What you should do:
Write out each entry once more so that it matches the original exactly.

==*==

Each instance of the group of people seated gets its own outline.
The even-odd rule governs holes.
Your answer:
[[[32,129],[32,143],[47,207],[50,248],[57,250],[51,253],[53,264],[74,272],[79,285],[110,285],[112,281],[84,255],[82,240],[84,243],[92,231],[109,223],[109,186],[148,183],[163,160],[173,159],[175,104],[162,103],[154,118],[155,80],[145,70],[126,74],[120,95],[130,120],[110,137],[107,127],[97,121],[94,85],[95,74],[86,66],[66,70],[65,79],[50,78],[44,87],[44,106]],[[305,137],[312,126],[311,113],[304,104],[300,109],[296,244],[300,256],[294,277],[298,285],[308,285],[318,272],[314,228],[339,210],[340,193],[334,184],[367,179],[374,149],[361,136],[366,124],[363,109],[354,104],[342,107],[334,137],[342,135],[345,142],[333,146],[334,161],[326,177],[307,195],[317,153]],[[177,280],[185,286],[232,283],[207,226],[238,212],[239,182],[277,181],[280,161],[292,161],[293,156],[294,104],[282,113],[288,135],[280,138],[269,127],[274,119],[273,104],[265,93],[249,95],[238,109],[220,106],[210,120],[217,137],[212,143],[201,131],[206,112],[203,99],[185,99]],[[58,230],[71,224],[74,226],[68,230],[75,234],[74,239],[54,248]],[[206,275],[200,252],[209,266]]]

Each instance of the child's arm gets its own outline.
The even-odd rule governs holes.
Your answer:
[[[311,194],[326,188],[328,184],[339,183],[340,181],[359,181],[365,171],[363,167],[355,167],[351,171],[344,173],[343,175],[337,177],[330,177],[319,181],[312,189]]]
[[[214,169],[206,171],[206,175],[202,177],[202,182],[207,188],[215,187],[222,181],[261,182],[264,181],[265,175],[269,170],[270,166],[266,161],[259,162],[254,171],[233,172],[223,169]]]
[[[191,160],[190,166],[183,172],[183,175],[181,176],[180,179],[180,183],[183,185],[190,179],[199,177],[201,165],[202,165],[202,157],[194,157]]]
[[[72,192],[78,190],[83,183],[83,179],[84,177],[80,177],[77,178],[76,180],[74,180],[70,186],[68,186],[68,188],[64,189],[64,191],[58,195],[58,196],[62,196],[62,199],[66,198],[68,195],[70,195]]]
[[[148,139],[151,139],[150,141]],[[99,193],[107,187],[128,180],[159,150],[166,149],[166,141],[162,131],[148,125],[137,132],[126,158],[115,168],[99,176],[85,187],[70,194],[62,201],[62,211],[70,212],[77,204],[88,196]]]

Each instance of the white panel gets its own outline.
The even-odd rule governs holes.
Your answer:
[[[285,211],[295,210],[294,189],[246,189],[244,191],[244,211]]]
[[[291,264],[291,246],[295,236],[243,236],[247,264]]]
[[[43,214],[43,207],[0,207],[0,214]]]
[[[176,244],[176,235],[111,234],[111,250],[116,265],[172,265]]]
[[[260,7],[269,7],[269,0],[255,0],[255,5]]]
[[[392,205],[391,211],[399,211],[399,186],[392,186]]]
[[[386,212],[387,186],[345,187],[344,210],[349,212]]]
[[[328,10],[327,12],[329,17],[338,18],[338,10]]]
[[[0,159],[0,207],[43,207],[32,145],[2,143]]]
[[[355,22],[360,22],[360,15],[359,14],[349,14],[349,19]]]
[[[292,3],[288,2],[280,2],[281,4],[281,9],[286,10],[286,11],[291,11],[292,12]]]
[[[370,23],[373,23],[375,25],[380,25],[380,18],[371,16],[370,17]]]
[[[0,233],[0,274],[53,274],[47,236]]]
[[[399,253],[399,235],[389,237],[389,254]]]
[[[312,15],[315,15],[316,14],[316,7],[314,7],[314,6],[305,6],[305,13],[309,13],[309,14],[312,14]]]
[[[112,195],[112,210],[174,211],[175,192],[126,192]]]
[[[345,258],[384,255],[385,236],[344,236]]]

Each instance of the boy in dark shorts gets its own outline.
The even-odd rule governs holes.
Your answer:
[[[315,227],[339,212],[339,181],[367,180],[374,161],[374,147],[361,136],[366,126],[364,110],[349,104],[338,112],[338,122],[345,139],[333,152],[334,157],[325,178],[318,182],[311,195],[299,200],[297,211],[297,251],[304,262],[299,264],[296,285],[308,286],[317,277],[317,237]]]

==*==

Result of this exercise:
Each instance of the group of people seated gets its own outline.
The even-odd rule governs holes.
Your answer:
[[[32,129],[32,143],[47,207],[50,248],[57,250],[51,253],[53,264],[74,272],[79,285],[110,285],[112,281],[84,255],[82,240],[84,243],[92,231],[109,223],[109,186],[148,183],[163,160],[173,159],[175,104],[162,103],[154,118],[155,80],[145,70],[126,74],[120,95],[130,120],[110,137],[107,127],[97,121],[94,85],[95,74],[86,66],[66,70],[65,79],[50,78],[44,87],[44,106]],[[305,137],[312,126],[311,113],[304,104],[300,109],[296,244],[300,256],[294,277],[298,285],[308,285],[318,272],[314,228],[339,210],[340,193],[334,184],[367,179],[374,149],[361,136],[366,124],[363,109],[354,104],[342,107],[334,137],[342,135],[345,142],[333,146],[334,161],[326,177],[307,195],[317,153]],[[177,280],[185,286],[232,283],[207,226],[238,212],[239,182],[277,181],[280,161],[292,161],[293,156],[294,104],[282,113],[288,135],[280,138],[269,127],[274,119],[273,104],[265,93],[249,95],[238,109],[220,106],[210,120],[217,137],[212,143],[201,131],[206,112],[203,99],[185,99]],[[58,230],[71,224],[74,226],[68,230],[75,234],[74,239],[54,248]],[[206,275],[200,252],[209,266]]]

Each instance of the child's arm gets its own outline.
The even-odd rule governs holes.
Your answer:
[[[311,194],[326,188],[328,184],[339,183],[340,181],[359,181],[365,171],[363,167],[355,167],[351,171],[344,173],[343,175],[337,177],[330,177],[319,181],[312,189]]]
[[[214,169],[206,171],[206,175],[202,177],[202,182],[207,188],[215,187],[222,181],[261,182],[264,181],[265,175],[269,170],[270,166],[266,161],[259,162],[254,171],[233,172],[223,169]]]
[[[191,160],[190,166],[183,172],[183,175],[181,176],[180,179],[180,183],[183,185],[190,179],[199,177],[201,165],[202,165],[202,157],[194,157]]]
[[[72,192],[78,190],[83,183],[83,179],[84,177],[80,177],[77,178],[76,180],[74,180],[70,186],[68,186],[68,188],[64,189],[64,191],[58,195],[58,196],[62,196],[62,199],[66,198],[68,195],[70,195]]]
[[[148,139],[151,139],[150,141]],[[99,193],[107,187],[128,180],[159,150],[166,149],[166,141],[162,131],[148,125],[137,132],[126,158],[115,168],[99,176],[85,187],[70,194],[62,201],[62,211],[70,212],[77,204],[88,196]]]

Each instance of the white panel gets its own outline.
The even-odd rule governs holes.
Your answer:
[[[285,211],[295,210],[294,189],[246,189],[244,191],[244,211]]]
[[[291,264],[291,246],[295,236],[243,236],[247,264]]]
[[[43,214],[43,207],[0,207],[0,214]]]
[[[176,244],[176,235],[111,234],[111,250],[116,265],[172,265]]]
[[[260,7],[269,7],[269,0],[255,0],[255,5]]]
[[[392,205],[391,211],[399,211],[399,186],[392,186]]]
[[[386,212],[387,186],[345,187],[344,210],[349,212]]]
[[[328,10],[327,12],[329,17],[338,18],[338,10]]]
[[[0,159],[0,207],[43,207],[32,145],[2,143]]]
[[[355,22],[360,22],[360,15],[359,14],[349,14],[349,19]]]
[[[292,3],[288,2],[280,2],[281,4],[281,9],[286,10],[286,11],[291,11],[292,12]]]
[[[370,23],[373,23],[375,25],[380,25],[380,18],[371,16],[370,17]]]
[[[0,233],[0,274],[53,274],[47,236]]]
[[[399,253],[399,235],[389,237],[389,254]]]
[[[312,15],[315,15],[316,14],[316,7],[314,7],[314,6],[305,6],[305,13],[309,13],[309,14],[312,14]]]
[[[112,195],[112,210],[174,211],[175,192],[126,192]]]
[[[345,258],[384,255],[385,236],[344,236]]]

Each instance of the boy in dark shorts gets its own outline.
The even-odd rule governs holes.
Your answer:
[[[315,227],[339,212],[339,181],[367,180],[374,161],[374,147],[361,136],[366,126],[364,110],[349,104],[338,112],[338,122],[345,139],[333,152],[334,157],[325,178],[318,182],[311,195],[299,200],[297,211],[297,251],[304,262],[299,264],[296,285],[308,286],[317,277],[317,237]]]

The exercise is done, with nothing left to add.